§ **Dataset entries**
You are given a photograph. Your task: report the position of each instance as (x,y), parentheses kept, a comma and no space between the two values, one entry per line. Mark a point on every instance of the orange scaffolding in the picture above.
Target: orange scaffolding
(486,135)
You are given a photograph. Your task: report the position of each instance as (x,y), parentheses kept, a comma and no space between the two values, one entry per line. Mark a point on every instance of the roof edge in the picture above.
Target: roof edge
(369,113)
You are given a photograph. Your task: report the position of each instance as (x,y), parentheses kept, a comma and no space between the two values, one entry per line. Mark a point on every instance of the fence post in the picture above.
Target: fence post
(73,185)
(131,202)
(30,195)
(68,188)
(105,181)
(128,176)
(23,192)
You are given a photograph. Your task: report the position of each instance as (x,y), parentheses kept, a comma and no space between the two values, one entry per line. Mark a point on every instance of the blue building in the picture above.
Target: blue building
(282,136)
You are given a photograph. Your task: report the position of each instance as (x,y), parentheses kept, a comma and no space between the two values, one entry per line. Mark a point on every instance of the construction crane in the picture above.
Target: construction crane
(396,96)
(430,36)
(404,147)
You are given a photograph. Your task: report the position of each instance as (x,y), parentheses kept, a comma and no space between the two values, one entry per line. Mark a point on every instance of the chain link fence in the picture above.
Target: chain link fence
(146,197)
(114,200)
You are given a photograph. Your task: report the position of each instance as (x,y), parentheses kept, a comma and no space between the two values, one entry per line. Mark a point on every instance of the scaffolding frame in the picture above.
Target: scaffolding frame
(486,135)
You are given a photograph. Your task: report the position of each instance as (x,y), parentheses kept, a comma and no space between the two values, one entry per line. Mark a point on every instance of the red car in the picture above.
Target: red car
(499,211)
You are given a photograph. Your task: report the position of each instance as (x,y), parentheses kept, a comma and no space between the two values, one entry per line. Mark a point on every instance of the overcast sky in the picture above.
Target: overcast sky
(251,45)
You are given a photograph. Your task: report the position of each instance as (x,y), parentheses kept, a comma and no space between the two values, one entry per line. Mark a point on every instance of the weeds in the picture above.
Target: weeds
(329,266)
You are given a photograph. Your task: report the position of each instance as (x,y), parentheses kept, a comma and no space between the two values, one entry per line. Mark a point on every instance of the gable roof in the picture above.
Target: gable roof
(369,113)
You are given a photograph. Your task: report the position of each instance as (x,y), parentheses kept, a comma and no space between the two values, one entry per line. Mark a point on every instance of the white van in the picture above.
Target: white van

§ **YOUR GOAL**
Among the lines above, find those with the string "white" and copy them.

§ **PROBLEM SOLUTION**
You are given a photograph. Your task: report the position of each instance as (x,y), parentheses kept, a comma and no space between the two values, one entry per line. Mark a point on every instance of the white van in the picture above.
Target: white van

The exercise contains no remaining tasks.